(Exercise aim): Replace "instance" with "occurrence" in the part of the listing that opens with the line containing "Practice. Point out each instance of the window frame" and closes with the line containing "pixel 230 337", and give those lines again with nothing else changed.

-- Recorded information start --

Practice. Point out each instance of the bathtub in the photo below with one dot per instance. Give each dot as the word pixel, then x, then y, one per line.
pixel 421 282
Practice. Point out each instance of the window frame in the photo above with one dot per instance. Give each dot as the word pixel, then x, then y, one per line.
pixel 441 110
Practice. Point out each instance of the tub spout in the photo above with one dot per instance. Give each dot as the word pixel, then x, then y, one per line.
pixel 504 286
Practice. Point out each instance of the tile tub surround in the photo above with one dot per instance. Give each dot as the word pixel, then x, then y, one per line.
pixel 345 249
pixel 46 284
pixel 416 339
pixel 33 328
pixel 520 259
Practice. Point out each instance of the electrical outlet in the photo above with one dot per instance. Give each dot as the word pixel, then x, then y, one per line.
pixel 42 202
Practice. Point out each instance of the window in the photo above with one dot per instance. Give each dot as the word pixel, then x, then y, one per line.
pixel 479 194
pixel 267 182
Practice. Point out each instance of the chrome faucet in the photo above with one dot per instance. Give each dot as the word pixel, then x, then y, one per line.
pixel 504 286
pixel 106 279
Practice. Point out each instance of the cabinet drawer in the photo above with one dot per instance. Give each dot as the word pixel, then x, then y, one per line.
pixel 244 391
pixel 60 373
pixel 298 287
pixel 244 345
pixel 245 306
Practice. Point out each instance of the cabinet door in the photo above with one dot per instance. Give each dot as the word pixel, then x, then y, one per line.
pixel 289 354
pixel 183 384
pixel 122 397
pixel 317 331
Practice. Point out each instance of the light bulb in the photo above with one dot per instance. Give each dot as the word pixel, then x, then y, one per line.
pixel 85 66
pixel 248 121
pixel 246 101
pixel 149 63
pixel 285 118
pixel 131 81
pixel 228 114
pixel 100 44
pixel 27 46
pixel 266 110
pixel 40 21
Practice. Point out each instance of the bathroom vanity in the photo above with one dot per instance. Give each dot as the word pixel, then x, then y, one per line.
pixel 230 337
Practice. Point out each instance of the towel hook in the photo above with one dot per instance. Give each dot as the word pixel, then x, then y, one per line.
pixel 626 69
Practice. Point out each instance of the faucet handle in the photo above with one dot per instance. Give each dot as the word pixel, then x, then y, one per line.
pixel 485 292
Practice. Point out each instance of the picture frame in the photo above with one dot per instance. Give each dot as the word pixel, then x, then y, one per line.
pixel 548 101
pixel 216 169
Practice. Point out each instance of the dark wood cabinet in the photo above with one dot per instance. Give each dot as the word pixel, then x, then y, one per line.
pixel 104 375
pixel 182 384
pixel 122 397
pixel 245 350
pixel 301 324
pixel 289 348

-- Recorded information end --

(Written answer):
Practice. Point out each occurrence of the window frame in the photo above with one dot per occurrence. Give each dot as the word pixel, then x, then y, one per line.
pixel 441 110
Practice. Point out each occurrence of the tub spout in the photo above with one dot per occurrence. Give each dot as the word pixel, then x, then y, one per line.
pixel 504 286
Practice. Point out each occurrence of the tile tub surround in the photo above with one dot per occurrence. Give each dot as the word pixel, then x, then y, one per line.
pixel 345 249
pixel 46 284
pixel 416 339
pixel 33 328
pixel 520 259
Practice. Point out each occurrence of the electrical outlet in the photo above with one dot per occurrence. Give each dot as the word pixel, then x, then y, one per line.
pixel 42 202
Practice. Point out each occurrence of the window in the photo above with one dot per occurrence. Give each dot as the word pixel, then x, then y, one per line.
pixel 479 194
pixel 267 182
Practice. Point out each occurrence of the chrome faucet in the photo above with one dot per occurrence. Give each dot as the word pixel, then x, then y, one per line.
pixel 504 286
pixel 106 279
Practice. Point out each occurrence of the cabinet drawer in the photo above with one dot per occurrence. Give each dot as the word pixel, then x, then y, one per line.
pixel 244 391
pixel 60 373
pixel 298 287
pixel 244 345
pixel 245 306
Practice. Point out each occurrence of the cabinet door in the photo above with one dot per occurrence. Give each dot as the word pixel, then x, then y, one per line.
pixel 289 354
pixel 183 384
pixel 122 397
pixel 317 331
Practice. Point out each occurrence of the light bulb in the photo above with one dot per occurrence. Give each dot as the word pixel, then x, then y, one per line.
pixel 85 66
pixel 248 121
pixel 246 101
pixel 149 63
pixel 285 118
pixel 131 81
pixel 228 114
pixel 100 44
pixel 27 46
pixel 266 110
pixel 40 21
Practice. Point out each occurrence of the bathroom vanity in the photo above with one dot per occurrence. Give each dot as the word pixel, then x, then y, one per line.
pixel 230 337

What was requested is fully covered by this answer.